Required task: Quote word for word the lines of the entries below, from the line containing "Autonomous forklift vision pipeline — detect the concrete wall" up to and including the line containing "14,6,190,160".

Listed entries:
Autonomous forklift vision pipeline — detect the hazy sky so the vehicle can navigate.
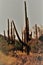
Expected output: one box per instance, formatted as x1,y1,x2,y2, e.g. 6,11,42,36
0,0,43,36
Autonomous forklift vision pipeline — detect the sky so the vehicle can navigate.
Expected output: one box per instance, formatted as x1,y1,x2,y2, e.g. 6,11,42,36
0,0,43,37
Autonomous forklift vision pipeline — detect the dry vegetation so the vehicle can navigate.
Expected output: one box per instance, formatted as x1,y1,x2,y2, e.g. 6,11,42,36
0,36,43,65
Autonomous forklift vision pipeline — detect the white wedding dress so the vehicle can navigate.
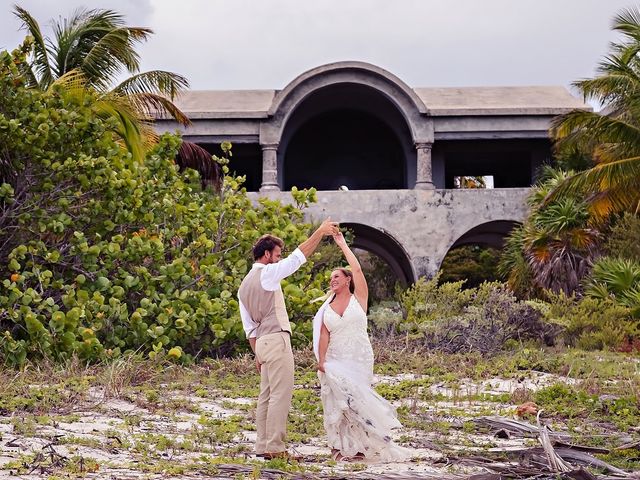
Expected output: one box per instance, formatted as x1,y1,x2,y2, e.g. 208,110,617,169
318,295,411,462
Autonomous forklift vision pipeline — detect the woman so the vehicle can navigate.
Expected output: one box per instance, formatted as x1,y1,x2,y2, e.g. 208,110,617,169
313,233,409,461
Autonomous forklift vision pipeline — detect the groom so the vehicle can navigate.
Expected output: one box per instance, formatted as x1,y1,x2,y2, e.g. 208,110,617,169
238,219,338,460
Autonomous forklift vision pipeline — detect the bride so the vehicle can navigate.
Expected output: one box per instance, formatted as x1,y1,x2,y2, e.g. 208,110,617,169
313,233,410,462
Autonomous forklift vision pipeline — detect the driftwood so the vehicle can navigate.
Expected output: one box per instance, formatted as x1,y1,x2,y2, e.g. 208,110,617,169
536,410,573,472
460,410,638,480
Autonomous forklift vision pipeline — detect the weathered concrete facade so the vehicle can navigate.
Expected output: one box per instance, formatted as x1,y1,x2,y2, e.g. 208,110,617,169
157,62,588,281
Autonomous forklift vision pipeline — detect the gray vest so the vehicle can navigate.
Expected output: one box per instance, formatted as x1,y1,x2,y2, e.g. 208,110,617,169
238,268,291,337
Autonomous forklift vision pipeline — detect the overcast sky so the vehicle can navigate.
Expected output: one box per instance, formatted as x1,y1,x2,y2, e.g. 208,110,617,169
0,0,640,95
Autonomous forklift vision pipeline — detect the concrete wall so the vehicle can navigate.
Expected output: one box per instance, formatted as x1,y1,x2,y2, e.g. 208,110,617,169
251,188,529,280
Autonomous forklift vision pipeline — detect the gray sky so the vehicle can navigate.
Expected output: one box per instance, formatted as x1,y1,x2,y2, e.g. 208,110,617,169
0,0,638,95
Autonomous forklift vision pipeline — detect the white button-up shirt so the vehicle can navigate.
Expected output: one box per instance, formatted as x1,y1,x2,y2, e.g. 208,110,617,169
238,248,307,338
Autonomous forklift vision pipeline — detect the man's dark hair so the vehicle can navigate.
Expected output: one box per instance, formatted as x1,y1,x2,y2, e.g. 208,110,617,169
253,234,284,260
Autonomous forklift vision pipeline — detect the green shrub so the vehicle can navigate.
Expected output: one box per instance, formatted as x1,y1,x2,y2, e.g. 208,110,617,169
399,277,553,353
0,46,336,365
585,257,640,317
543,294,637,350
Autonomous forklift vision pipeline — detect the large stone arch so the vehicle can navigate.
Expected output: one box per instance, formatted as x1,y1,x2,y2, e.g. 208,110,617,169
260,62,434,190
260,62,433,144
340,222,417,285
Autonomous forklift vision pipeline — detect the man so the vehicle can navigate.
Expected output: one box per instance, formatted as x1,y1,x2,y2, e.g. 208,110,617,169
238,219,338,459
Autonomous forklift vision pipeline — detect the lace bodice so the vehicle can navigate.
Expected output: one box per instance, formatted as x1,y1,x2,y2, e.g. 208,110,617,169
324,295,373,378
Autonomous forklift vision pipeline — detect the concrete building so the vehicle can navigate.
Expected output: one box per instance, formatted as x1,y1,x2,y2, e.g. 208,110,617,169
157,62,589,282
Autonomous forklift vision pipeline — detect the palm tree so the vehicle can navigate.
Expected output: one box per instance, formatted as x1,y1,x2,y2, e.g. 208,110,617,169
547,8,640,220
499,167,600,296
14,6,190,160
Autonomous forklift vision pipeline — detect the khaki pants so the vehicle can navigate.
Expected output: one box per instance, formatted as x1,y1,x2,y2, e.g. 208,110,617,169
256,332,293,454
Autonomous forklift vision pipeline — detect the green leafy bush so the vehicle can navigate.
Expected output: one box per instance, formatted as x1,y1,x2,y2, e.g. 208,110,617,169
585,257,640,317
542,294,637,350
0,46,326,365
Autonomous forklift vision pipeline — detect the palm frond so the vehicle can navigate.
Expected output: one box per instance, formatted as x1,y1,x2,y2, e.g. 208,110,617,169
14,5,53,88
81,27,152,89
176,142,224,191
113,70,189,100
550,110,640,158
114,70,191,125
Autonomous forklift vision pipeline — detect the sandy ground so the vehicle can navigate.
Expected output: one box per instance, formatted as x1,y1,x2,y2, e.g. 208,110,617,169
0,372,632,480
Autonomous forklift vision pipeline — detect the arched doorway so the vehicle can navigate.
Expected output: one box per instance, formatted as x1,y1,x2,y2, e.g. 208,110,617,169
440,220,518,288
279,83,415,190
283,109,407,190
340,222,416,286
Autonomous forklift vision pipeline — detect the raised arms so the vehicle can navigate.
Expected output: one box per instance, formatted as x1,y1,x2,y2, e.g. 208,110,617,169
333,231,369,312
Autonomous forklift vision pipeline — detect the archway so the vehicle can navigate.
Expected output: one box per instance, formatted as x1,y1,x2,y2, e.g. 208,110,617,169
340,222,416,286
439,220,518,288
260,62,434,189
279,84,415,190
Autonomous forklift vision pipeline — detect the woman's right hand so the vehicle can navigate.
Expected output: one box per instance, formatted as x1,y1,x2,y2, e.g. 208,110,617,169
333,231,347,246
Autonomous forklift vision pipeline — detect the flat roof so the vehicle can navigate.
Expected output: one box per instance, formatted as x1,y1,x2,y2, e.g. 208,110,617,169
168,86,591,119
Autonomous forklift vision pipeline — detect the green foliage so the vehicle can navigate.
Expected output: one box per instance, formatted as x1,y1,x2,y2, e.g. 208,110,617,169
399,277,551,353
0,47,336,365
551,6,640,221
499,168,601,297
440,245,500,288
541,293,637,350
585,257,640,317
603,213,640,262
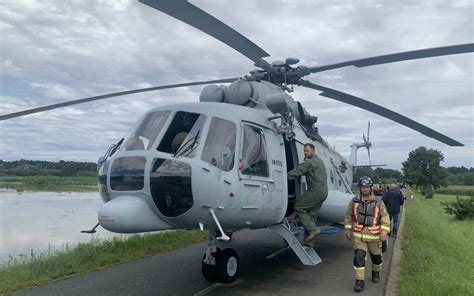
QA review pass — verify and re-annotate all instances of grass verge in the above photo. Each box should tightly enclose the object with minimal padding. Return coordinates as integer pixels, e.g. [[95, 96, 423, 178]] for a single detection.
[[0, 176, 97, 191], [0, 230, 207, 295], [397, 194, 474, 295]]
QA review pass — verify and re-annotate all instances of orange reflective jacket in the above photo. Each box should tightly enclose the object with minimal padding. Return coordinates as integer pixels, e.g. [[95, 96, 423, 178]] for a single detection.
[[352, 197, 382, 234]]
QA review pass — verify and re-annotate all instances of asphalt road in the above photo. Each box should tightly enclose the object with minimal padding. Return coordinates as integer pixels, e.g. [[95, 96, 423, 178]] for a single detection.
[[14, 229, 392, 295]]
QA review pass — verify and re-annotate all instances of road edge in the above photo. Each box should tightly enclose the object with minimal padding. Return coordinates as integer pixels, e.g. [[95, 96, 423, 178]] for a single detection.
[[385, 192, 408, 296]]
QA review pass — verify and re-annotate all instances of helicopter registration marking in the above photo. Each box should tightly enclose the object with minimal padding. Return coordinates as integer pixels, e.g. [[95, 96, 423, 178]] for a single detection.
[[242, 184, 260, 205]]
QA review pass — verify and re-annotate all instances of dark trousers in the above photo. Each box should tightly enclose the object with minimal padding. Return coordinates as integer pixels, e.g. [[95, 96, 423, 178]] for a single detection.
[[388, 212, 400, 235]]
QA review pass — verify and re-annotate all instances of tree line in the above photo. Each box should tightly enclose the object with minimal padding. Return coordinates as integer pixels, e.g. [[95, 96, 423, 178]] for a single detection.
[[0, 159, 97, 176], [354, 146, 474, 189]]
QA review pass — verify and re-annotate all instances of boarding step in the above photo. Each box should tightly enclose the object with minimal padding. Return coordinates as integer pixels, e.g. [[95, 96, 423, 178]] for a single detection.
[[268, 218, 321, 266]]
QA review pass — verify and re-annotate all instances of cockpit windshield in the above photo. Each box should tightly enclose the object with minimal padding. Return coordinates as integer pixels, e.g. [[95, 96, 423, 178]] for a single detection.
[[158, 111, 206, 157], [201, 117, 237, 172], [124, 111, 171, 151]]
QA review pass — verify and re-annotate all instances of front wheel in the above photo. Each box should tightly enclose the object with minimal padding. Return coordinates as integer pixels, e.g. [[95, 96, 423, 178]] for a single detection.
[[201, 248, 222, 282], [216, 249, 239, 283]]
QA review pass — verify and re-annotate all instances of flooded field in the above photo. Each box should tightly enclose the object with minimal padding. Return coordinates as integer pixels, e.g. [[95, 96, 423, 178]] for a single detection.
[[0, 188, 128, 265]]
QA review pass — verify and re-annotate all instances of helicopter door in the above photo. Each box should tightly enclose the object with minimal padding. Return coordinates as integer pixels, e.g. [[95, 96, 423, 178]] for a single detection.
[[239, 124, 275, 218], [285, 140, 301, 217]]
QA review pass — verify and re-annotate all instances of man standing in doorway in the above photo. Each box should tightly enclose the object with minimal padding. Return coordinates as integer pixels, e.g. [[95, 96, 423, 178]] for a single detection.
[[288, 143, 328, 247], [344, 176, 390, 292]]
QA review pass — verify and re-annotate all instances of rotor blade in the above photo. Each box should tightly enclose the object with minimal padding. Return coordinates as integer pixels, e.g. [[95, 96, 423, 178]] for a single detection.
[[367, 121, 370, 142], [300, 79, 464, 146], [0, 78, 239, 121], [367, 147, 372, 165], [139, 0, 272, 70], [309, 43, 474, 73]]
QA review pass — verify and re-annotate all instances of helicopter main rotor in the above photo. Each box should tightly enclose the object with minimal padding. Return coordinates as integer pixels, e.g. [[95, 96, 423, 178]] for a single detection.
[[0, 0, 474, 146]]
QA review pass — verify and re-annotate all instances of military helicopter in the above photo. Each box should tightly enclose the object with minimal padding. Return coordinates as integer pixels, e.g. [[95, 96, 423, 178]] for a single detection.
[[0, 0, 474, 283]]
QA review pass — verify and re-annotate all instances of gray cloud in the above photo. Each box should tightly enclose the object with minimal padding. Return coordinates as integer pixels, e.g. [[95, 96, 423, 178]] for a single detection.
[[0, 0, 474, 168]]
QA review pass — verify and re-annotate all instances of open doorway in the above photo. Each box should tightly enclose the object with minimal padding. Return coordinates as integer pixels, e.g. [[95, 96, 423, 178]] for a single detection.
[[285, 140, 301, 217]]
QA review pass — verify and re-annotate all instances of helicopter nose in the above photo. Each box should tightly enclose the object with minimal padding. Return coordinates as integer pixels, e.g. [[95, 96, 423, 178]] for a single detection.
[[98, 195, 173, 233]]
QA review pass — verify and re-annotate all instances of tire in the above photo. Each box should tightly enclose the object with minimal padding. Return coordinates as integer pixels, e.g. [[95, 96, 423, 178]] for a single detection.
[[216, 249, 239, 284], [201, 248, 222, 282]]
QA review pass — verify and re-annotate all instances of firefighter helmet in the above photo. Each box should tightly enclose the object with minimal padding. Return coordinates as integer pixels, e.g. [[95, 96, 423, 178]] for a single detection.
[[357, 176, 374, 187]]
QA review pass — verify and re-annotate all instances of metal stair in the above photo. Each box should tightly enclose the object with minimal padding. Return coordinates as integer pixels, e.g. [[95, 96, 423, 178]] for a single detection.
[[268, 217, 321, 266]]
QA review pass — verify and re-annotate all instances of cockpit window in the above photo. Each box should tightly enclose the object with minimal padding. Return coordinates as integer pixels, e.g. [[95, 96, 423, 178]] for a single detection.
[[110, 157, 146, 191], [124, 111, 171, 151], [239, 125, 268, 177], [158, 111, 206, 157], [201, 117, 237, 172]]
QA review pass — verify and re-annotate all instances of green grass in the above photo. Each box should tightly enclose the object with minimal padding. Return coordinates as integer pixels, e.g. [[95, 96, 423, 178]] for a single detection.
[[434, 185, 474, 196], [0, 176, 97, 191], [0, 230, 207, 295], [397, 194, 474, 296]]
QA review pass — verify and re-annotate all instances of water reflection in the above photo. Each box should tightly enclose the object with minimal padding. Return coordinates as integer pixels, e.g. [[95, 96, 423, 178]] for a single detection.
[[0, 188, 130, 264]]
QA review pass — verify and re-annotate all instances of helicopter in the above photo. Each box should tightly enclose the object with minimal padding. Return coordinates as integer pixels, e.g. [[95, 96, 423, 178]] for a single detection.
[[0, 0, 474, 283]]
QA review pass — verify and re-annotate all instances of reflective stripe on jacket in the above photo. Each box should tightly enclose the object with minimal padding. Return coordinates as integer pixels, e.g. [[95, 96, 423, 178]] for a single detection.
[[344, 197, 390, 241], [352, 197, 382, 234]]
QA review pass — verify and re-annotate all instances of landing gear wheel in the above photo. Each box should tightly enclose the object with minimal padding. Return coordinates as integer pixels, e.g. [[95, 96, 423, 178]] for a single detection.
[[201, 248, 222, 282], [216, 249, 239, 283]]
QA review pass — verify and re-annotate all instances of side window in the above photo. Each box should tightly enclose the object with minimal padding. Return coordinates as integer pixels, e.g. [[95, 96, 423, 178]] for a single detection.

Result below:
Autonomous forklift vision pipeline — detect the concrete wall so the vehicle can navigate.
Expected output: one box per instance, formatted as x1,y1,x2,y2, e.g. 208,110,617,169
251,188,529,280
Autonomous forklift vision pipeline — detect the gray sky so the vehicle can navigate.
Expected output: one box per instance, formatted as x1,y1,x2,y2, e.g. 208,110,617,169
0,0,638,95
Autonomous forklift vision pipeline — detect the white button-up shirt so the vehicle can navigate.
Expected output: one box per instance, formatted as x1,y1,x2,y2, e.g. 208,110,617,169
238,248,307,338
Autonomous forklift vision pipeline — detect the man's dark hair so the vehicle can navigate.
Expected output: one box per instance, formatted as x1,y1,x2,y2, e.g. 208,110,617,169
253,234,284,260
Autonomous forklift vision pipeline — detect the green shrub so the vehicle can navigate.
Expected output: one box per instance, formatted as x1,y1,x2,y2, e.g. 208,110,617,169
399,277,553,353
0,46,336,365
585,257,640,317
543,294,637,350
Autonomous forklift vision pipeline — detect the large stone arch so the vehicle can navigate.
Expected output: one box per instance, formatted as x1,y1,x2,y2, e.g. 208,110,617,169
260,62,434,190
260,62,433,144
340,222,417,285
Autonomous forklift vision pipeline — detect the man so the vehicle can navigate.
Expected output: one box per instance, formatted as x1,y1,x2,y2, e.g. 208,110,617,169
238,219,338,459
Autonomous forklift vision pipeline — detect the lace bodice so the vehicle can navigate.
Expected output: one box per instance, formatted as x1,y1,x2,y2, e.g. 208,110,617,169
324,295,373,378
Autonomous forklift vision pipeline — detect the concrete building so the vehicle can navigate.
Expected output: one box per instance, formatted as x1,y1,x2,y2, e.g. 208,110,617,169
157,62,589,282
Autonomous forklift vision pipeline — detect the palm tree so the vehicle can navigate.
Expected output: one box per instance, formatted as x1,y1,x2,y2, e.g. 208,110,617,169
547,8,640,220
499,167,600,296
14,6,190,160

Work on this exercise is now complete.